TRY IT =>
Only one stretch of the data below is wanted: the lines starting at the one with "TARGET = man's glasses" and ending at the one with "TARGET = jacket shoulder", both included, given again exactly.

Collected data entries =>
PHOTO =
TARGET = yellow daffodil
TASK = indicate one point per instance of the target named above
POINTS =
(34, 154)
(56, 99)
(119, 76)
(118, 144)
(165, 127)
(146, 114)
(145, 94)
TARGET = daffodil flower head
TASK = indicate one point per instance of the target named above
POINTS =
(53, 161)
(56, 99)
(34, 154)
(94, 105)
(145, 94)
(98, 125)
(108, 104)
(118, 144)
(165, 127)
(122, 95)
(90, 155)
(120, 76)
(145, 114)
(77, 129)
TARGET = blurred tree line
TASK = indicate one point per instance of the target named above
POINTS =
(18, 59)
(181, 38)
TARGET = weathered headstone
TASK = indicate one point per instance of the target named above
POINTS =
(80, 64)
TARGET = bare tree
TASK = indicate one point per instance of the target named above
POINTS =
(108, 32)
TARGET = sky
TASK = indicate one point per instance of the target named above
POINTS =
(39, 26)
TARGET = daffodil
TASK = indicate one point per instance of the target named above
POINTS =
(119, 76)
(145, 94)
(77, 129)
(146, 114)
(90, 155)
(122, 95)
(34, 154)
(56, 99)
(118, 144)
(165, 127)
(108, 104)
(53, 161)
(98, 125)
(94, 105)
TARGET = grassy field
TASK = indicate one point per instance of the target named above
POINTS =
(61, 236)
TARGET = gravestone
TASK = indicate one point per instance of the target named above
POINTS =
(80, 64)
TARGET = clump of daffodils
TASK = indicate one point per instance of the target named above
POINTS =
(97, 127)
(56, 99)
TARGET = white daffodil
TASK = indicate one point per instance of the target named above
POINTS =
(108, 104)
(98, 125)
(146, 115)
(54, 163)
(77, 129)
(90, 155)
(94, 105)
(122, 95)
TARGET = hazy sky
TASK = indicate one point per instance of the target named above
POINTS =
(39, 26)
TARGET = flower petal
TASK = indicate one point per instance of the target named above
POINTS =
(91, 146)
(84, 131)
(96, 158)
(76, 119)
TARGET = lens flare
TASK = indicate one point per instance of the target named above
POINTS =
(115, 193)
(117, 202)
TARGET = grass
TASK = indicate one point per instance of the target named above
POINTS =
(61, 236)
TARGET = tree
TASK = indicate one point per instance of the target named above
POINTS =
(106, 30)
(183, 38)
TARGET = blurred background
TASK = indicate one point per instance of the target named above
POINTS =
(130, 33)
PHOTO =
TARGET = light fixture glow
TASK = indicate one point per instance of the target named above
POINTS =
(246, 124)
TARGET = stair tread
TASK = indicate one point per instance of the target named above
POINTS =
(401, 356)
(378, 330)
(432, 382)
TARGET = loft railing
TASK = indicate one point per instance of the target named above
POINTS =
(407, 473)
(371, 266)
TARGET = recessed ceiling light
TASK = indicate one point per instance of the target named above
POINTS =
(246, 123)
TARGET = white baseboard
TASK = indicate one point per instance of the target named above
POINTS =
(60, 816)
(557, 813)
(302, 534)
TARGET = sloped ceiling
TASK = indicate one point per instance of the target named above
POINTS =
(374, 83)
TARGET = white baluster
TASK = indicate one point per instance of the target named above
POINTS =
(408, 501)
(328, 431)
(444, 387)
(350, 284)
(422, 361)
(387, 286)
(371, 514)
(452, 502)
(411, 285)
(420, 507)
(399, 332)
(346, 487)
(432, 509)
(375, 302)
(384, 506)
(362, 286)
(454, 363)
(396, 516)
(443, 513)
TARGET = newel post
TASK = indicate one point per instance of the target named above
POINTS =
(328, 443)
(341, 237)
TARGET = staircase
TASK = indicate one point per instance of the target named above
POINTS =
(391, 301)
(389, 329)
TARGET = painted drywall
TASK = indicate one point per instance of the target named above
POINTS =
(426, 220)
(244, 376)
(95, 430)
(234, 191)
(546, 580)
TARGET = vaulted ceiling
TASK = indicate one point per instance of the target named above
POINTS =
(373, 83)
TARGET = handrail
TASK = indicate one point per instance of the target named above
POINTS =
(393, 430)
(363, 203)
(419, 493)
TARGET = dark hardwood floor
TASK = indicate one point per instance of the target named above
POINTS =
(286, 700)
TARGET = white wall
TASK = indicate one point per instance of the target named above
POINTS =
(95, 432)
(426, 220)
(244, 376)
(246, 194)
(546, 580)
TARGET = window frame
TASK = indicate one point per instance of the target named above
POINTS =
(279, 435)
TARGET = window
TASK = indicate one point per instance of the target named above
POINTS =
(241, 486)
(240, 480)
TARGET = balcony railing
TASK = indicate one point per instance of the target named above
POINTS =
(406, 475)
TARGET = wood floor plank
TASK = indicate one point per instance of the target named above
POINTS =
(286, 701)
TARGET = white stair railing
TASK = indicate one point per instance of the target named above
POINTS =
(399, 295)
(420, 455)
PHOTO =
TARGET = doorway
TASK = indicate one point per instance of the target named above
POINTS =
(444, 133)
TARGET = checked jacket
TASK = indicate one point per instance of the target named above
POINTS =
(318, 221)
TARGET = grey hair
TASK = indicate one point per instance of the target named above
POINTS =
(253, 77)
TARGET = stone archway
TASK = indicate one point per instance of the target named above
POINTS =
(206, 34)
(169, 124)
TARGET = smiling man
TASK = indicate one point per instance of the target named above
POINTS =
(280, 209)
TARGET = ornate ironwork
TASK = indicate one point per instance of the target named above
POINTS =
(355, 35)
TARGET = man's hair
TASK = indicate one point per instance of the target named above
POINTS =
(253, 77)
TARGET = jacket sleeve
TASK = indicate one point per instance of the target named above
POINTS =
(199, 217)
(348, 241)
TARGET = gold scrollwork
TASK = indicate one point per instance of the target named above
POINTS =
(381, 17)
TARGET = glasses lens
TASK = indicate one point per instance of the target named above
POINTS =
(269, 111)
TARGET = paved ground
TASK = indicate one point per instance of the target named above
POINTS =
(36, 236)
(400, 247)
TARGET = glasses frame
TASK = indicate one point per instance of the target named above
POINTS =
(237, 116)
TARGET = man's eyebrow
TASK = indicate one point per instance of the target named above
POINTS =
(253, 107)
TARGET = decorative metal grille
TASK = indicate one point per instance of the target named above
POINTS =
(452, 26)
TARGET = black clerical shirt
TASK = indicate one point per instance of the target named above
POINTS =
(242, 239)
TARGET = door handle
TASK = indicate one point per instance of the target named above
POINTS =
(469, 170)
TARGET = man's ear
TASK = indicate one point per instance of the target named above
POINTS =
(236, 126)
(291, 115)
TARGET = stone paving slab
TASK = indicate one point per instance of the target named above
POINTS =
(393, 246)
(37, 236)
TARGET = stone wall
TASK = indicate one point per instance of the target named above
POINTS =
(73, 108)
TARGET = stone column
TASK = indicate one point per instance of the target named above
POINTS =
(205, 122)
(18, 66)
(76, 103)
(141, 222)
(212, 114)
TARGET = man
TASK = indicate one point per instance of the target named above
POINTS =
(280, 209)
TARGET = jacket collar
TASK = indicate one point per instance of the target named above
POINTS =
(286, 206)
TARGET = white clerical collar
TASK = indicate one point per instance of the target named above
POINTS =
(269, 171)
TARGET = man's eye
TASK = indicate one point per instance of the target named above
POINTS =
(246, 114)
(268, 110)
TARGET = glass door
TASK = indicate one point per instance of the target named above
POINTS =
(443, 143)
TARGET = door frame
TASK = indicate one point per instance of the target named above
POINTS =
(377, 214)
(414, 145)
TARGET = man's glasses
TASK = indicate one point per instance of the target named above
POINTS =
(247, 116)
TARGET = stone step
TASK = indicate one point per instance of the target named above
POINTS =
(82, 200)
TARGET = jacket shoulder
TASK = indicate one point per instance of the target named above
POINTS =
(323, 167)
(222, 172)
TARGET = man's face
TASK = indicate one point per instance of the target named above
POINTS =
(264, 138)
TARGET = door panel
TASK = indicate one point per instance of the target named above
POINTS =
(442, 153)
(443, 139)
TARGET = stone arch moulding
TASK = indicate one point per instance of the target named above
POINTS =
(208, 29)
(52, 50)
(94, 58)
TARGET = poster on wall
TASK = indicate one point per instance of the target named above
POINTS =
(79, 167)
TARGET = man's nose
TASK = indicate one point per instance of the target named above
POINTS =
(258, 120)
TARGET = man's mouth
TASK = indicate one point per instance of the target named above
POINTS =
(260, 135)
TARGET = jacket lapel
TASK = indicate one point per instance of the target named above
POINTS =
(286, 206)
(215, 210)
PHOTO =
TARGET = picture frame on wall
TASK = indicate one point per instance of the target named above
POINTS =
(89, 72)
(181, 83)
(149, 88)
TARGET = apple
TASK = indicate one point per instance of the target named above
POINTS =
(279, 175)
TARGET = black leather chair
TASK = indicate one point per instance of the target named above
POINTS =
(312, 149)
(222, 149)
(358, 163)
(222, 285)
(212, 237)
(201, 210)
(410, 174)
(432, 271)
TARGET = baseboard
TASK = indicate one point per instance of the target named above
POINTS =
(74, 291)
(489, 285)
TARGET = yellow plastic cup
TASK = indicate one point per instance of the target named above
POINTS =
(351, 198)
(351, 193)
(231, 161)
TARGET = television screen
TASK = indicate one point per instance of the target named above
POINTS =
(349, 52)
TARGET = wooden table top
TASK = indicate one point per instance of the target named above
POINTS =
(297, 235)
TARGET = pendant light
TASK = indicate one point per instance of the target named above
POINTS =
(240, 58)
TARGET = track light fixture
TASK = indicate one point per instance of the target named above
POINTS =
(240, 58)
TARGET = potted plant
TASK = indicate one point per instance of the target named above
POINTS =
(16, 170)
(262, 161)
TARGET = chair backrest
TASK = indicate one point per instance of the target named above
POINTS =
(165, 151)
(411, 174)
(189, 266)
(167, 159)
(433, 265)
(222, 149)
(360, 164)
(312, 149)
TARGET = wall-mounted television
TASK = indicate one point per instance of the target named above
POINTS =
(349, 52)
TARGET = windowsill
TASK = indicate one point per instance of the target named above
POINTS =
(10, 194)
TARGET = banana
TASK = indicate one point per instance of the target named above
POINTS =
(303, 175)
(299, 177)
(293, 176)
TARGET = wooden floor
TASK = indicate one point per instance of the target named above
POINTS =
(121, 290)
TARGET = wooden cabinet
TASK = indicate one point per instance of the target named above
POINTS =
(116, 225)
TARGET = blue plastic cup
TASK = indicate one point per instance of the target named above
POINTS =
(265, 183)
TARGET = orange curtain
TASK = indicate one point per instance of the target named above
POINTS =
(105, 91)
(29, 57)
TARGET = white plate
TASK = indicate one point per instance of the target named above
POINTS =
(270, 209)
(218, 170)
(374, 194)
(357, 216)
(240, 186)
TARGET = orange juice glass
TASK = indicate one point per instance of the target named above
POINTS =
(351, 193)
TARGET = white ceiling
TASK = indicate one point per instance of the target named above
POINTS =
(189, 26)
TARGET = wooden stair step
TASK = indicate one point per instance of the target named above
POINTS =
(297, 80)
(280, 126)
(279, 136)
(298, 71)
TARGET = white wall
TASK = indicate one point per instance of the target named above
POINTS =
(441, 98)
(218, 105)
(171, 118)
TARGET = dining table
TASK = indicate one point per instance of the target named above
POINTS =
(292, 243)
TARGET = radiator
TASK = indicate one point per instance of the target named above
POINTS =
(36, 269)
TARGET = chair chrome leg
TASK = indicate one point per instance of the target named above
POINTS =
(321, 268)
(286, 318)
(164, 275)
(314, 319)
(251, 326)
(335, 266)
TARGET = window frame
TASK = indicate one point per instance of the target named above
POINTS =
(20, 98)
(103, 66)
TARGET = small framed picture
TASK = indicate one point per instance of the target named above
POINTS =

SOLUTION TO THIS EXERCISE =>
TARGET = man's glasses
TASK = indicate one point per instance of the target named above
POINTS =
(247, 116)
TARGET = stone step
TASK = indicate one point per instance of the target named above
POINTS =
(82, 200)
TARGET = jacket shoulder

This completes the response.